Document segment
++++++++++
What else can you call it? He believes our state can just go on getting deeper and deeper into debt for ever, with no consequences. That's crazy — crazy, meshugah, nuts, barmy, loco, demented, unhinged, loony, nobody home, and not quite sixteen annas to the rupee.
Now you may object at this point that my man Paladino is crazy too, and I wouldn't give you an argument on that. Paladino's up-front crazy, though, and mostly about things that don't matter. I mean, I'd hate to see him follow through on his threat to fit New York Post reporter Fred Dicker out with concrete galoshes; but heck, the Post can get another reporter, and the large affairs of the state aren't affected. No offense there, Fred.
Cuomo's craziness is less visible and so more acceptable — more what my teenage son, in a different context, would call "silent and deadly" — but it'll do us far more harm in the long run.
Paladino's a hard guy to like, but he'll get my vote on November 3rd. I've had enough of liberalism; and liberals don't come any more liberal than Andrew Cuomo.
07 — A look at our elites. What do you think of elites, listener? My own view of the matter is that I rather like them. I am sure, at any rate, that a healthy society can't get along without some kind of elite. Unfortunately, while I like the idea of elites in general, I detest the elite we actually have at this point in our history.
Well, that's just me. I raise the topic because there's been some to-ing and fro-ing on the opinion websites about elitism. This is fallout from an October 2nd posting by Jacob Weisberg on Slate.
Weisberg's a lefty, so of course he was poking fun at Republicans who claim to be anti-elitist. John McCain in the recent Presidential campaign, for example. Quote from Weisberg:
Thus did the son and grandson of admirals, a millionaire who couldn't remember how many houses he owned, accuse his mixed-race opponent, raised by a single-mother and only a few years past paying off his student loans, of being the real elite candidate in the campaign.
Yeah, that's cute, Jake, and I can't find it in me to rise to McCain's defense. I'm still working with one eye, having plucked the other one out when voting for John McCain in '08.
You're missing the point though. What elite status in the U.S.A. is really all about is college education. The surest path to influence and wealth remains a degree from one of our top universities.
Here's a recent study — out of Harvard University, as it happens — tallying up the degrees held by members of the U.S. Senate. Top five schools: Harvard, 35 degrees in the Senate; Yale, 23; University of Virginia, 10; Stanford, 8; Georgetown, 8. No other school has more than seven.
Politically of course we are at the moment going through a spasm of anti-elitism; or at least, in the Radio Derb spirit, hostility to the elites we currently have, if not to the notion of elitism in all its generality.
Surveying history, I think I detect the following general rule about elites. When things are going well for the mass of ordinary citizens — which means in practice that the country is getting richer year by year — people will put up with any kind of elite — aristocrats, robber barons, military types, Harvard graduates, we don't care. When economic progress stalls, though, we take it out on our elites. If things go far enough, we end up with a new elite.
++++++++++
Task instructions
1. From the commentary on Cuomo, Paladino and elites, list each school named in the Senate degree study along with its degree count.
2. Carry on the commentary on Cuomo, Paladino and elites from its last sentence.
The listing has no role in this work.
++++++++++
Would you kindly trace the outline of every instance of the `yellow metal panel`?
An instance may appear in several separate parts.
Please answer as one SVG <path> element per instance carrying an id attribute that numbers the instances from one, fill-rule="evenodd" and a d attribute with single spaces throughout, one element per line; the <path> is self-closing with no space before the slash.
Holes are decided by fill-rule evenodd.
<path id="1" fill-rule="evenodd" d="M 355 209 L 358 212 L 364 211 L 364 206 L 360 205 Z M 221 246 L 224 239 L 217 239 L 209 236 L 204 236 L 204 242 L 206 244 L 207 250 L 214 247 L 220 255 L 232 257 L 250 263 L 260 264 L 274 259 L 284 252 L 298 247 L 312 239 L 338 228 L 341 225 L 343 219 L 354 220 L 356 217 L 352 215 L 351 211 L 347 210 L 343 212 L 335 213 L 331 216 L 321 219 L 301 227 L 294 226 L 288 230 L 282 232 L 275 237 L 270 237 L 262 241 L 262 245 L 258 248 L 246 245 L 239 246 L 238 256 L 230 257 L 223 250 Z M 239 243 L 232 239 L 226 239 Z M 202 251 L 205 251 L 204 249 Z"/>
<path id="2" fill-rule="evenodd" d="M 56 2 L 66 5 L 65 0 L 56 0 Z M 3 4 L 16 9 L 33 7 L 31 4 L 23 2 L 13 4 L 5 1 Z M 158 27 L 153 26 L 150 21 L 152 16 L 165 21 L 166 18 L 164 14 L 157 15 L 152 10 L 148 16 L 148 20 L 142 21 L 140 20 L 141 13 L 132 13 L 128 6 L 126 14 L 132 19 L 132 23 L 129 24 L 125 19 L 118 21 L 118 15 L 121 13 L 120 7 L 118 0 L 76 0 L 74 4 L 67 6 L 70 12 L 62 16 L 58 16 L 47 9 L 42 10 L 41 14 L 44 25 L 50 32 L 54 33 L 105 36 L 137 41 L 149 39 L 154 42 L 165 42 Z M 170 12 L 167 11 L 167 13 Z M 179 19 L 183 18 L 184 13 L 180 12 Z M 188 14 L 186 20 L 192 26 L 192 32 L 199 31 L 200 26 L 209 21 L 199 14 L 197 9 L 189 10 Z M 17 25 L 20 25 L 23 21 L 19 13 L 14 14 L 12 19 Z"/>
++++++++++
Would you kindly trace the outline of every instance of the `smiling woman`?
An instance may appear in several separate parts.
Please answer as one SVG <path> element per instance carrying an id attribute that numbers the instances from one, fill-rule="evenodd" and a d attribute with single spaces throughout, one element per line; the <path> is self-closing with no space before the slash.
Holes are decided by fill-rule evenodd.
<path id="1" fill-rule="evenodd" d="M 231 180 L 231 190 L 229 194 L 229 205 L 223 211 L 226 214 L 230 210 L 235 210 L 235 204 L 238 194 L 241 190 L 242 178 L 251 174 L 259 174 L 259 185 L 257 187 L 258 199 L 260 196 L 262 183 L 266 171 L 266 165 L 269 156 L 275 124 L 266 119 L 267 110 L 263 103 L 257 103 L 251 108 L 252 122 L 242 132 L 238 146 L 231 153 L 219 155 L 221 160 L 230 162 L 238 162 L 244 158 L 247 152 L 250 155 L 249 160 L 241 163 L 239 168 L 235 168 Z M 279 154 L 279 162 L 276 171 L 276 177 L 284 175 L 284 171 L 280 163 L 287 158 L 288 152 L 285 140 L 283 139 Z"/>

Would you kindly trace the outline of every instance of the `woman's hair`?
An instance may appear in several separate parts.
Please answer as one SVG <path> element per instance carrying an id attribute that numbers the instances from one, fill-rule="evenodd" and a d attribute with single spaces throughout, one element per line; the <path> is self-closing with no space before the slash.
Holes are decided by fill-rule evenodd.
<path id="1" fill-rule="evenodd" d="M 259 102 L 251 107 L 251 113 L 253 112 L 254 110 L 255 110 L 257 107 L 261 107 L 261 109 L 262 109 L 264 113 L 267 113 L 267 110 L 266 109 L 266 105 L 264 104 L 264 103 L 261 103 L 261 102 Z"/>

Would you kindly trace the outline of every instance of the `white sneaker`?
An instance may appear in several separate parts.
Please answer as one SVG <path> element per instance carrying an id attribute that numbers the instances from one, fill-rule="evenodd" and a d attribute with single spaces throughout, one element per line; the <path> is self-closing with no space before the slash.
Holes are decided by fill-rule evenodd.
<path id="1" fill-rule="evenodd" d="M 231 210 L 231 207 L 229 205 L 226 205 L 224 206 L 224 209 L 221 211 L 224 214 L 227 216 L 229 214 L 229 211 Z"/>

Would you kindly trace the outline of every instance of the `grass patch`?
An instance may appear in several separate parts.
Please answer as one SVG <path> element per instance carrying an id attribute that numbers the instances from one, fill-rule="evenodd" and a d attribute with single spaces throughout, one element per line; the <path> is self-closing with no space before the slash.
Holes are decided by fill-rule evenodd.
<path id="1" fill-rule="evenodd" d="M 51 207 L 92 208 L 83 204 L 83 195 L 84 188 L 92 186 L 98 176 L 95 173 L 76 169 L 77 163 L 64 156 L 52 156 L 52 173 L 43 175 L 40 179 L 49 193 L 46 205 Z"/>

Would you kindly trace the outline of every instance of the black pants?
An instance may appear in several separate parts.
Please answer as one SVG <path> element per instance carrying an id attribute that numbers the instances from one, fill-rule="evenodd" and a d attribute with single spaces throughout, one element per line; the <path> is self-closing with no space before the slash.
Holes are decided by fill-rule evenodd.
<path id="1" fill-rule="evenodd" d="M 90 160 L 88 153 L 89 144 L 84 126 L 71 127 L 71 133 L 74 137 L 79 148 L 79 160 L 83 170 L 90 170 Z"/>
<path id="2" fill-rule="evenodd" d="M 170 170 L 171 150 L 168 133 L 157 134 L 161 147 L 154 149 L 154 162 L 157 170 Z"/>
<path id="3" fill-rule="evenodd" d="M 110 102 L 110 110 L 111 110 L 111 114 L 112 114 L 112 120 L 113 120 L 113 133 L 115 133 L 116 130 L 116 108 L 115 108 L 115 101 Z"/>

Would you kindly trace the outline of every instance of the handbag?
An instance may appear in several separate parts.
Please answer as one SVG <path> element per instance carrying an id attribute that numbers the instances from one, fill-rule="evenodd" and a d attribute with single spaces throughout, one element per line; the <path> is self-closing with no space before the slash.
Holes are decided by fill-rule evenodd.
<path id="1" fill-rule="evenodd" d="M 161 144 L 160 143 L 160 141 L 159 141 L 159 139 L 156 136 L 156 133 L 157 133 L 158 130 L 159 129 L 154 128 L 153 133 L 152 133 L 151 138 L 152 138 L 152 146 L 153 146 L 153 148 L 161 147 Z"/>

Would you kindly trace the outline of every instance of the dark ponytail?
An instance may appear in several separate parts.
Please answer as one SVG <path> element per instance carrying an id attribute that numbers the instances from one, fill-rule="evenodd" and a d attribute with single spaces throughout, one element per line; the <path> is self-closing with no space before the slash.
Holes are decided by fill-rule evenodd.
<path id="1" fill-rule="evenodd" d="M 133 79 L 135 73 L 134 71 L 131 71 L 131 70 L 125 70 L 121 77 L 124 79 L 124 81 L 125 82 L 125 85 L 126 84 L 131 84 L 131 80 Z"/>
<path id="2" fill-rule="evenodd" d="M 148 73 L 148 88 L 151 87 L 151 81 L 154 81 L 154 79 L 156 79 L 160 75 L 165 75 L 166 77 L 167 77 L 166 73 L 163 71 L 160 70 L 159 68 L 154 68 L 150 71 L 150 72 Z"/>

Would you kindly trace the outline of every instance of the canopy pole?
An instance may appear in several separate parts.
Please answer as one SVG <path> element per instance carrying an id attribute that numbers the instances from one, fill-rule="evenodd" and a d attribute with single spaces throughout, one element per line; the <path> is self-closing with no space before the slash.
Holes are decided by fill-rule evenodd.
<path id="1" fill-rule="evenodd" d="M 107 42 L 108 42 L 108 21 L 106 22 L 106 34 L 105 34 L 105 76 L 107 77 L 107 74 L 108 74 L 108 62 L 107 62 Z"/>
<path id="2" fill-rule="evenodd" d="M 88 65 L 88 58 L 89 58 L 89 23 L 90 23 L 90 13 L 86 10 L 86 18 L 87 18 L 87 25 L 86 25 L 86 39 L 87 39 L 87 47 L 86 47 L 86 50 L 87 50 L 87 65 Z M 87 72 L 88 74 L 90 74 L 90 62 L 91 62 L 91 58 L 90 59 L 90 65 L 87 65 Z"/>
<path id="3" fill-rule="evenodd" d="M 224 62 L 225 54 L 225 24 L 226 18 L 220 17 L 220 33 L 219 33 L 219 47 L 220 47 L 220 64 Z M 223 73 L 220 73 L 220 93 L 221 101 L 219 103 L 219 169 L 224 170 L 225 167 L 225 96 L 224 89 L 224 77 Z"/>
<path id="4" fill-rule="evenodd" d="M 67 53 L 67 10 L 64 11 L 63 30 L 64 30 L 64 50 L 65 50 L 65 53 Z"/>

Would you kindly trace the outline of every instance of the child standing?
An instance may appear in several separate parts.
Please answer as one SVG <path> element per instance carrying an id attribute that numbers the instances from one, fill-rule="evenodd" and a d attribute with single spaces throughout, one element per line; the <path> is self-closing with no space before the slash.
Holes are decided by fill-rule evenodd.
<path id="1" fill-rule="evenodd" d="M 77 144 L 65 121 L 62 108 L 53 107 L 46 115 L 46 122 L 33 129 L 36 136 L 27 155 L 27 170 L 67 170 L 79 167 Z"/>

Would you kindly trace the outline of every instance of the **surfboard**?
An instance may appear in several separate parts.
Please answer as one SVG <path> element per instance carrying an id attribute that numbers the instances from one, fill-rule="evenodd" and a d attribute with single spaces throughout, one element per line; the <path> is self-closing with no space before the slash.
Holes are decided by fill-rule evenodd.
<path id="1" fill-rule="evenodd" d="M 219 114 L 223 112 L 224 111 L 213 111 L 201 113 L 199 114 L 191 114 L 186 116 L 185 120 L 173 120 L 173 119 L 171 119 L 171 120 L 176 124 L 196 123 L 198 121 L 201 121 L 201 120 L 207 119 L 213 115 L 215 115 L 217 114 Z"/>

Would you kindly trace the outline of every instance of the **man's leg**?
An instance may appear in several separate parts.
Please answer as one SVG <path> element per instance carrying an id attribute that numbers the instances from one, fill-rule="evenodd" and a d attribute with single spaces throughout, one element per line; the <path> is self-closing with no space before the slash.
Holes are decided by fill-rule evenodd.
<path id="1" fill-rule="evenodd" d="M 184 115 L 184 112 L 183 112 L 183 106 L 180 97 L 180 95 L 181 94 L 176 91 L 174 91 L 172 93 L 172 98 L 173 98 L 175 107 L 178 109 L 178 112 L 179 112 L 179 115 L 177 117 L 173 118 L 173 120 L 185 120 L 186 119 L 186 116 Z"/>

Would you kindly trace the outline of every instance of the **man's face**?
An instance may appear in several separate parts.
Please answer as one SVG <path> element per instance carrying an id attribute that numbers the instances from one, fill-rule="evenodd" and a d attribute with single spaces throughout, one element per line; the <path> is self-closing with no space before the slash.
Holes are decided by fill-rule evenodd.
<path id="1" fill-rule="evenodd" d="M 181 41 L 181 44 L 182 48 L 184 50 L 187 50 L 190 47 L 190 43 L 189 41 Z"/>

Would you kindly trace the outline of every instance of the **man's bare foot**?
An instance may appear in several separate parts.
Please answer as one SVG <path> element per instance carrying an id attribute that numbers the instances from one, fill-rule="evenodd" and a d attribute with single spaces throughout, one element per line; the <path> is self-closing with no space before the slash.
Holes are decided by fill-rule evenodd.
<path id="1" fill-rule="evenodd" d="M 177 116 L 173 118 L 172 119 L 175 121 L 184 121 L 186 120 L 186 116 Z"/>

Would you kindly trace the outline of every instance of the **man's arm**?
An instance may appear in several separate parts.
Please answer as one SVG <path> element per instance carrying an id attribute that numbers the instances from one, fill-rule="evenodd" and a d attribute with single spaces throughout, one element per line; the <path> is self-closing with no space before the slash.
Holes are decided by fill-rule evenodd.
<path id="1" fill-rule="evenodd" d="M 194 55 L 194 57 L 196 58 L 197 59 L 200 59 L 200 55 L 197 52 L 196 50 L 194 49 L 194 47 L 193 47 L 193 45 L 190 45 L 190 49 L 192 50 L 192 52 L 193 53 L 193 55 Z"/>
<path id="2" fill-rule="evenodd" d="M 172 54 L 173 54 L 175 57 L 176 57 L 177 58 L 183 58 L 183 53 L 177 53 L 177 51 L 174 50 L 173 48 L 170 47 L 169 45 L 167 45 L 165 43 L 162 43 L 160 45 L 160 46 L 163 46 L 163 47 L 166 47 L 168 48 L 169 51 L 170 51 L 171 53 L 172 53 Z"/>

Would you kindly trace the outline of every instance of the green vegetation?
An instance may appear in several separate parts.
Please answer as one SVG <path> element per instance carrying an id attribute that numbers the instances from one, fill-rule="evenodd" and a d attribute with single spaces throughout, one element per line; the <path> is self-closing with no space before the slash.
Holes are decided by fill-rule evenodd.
++++++++++
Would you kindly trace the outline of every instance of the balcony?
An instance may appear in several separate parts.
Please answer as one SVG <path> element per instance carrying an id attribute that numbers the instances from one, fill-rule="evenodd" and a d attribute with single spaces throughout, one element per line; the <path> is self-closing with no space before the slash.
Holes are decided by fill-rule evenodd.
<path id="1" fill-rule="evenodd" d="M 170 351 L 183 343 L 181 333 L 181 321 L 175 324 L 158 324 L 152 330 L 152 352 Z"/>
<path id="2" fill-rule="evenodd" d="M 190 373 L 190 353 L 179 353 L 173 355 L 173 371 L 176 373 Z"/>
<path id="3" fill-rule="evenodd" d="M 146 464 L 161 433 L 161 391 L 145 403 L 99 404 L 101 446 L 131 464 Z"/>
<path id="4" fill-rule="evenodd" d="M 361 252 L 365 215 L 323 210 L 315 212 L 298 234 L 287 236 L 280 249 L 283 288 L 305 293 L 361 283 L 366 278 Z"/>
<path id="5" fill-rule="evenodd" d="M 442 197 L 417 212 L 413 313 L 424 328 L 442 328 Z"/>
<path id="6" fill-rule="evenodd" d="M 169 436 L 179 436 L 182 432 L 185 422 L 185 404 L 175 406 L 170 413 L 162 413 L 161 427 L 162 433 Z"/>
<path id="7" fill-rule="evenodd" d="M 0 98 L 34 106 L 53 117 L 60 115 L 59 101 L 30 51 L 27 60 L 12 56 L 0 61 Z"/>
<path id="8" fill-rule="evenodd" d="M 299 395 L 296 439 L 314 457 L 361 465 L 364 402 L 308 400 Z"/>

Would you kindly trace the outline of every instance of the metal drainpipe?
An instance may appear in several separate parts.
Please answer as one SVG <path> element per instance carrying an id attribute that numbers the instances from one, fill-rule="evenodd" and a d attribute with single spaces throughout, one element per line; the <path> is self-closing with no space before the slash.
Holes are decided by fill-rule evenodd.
++++++++++
Results
1. Harvard, 35; Yale, 23; University of Virginia, 10; Stanford, 8; Georgetown, 8

2.
That's what we're headed into. With the national pie shrinking, at least for the next decade or so, the factional fighting for shares of the pie will get more intense, and resentment against those perceived to have too big a share will rise.
We're in for some social discord, folks. We may come out of it with a whole new elite — perhaps one that actually likes America, and puts the interests of American citizens over the interests of foreigners … who knows?
08 — Miscellany. Just a few brief items to see us out.
This one is Juan Williams and the window belongs to NPR, the radio station funded by your tax dollars. They didn't even fire the guy for something he said on NPR. It was on Fox News, and the thing he said was, quote:
When I get on the plane, I got to tell you, if I see people who are in Muslim garb and I think, you know, they are identifying themselves first and foremost as Muslims, I get worried. I get nervous.
[Sound of breaking glass.]
Out ya go, ya hate-filled bigot, before you say something even worse — like, perhaps, that Major Hasan really did kill those soldiers at Fort Hood. If he did, surely there'd be some video evidence of it, wouldn't there, with everybody carrying cell phones nowadays? Case closed.
So long, Juan. No, being black doesn't get you off the hook here: Muslim trumps black nowadays.
Item: Went to see this new movie The Social Network, passed some remarks about it on the Corner. Here's just a follow-up note.
One effect of the movie's success may be a revival of geek chic. The BBC thinks they've spotted the trend: They just ran an article on nerdcore. Nerdcore, that's hip-hop music for nerds. Quote from the Beeb:
People rapping about programming languages or role-playing games; that is all real.
Ri-i-ight. Other topics for these geek rappers include video games and science fiction. There's more, though, further quote from the Beeb:
The deeper themes also look at feelings of alienation, paranoia and inadequacy that must always be battled in order to leave your apartment.
I dunno, I think the best way to make yourself want to leave your apartment is to play a little nerdcore music. [Clip: MC Frontalot.] See what I mean?
Item: Here's your tax dollars at work. The federal government is to pay $680 million of them to a group of American Indians who claim they were denied Agriculture Department loans because of their race. Quote from the news story:
The lawsuit filed in 1999 contends Indian farmers and ranchers lost hundreds of millions of dollars over several decades because they were denied USDA loans that instead went to their white neighbors.
Curious use of the word "lost" there. If I ask my bank for a million dollars and they refuse, have I just lost a million dollars? Discuss among yourselves.
And there is no data in the news reports about how credit-worthy these Indians were; that would be kind of interesting to know, and sort of … relevant.
Well: Let's add one to our list of federal agencies to shut down if we ever get a conservative government in the United States: Departments of Education and Energy are already on the list, along with public broadcasting. Let's add the Department of Agriculture. If farmers want loans, let 'em do what every other business does — go ask a bank.
Also from that news story, quote:
The government settled a similar lawsuit filed by black farmers more than a decade ago.
What a surprise. Oh, and there's a second case by black farmers in the pipeline, too. And then, quote:
Hispanics and women farmers also have pending cases.
What, just Hispanics and women? Where are the gays and the illegal immigrants? Come on, youse guys. The federal government wants to give you a few hundred million, to ease the pain of all the oppression and discrimination you've suffered, all you designated victim groups. Why shouldn't they? They're the government. They have all the money in the world. If they run out they can just print some more.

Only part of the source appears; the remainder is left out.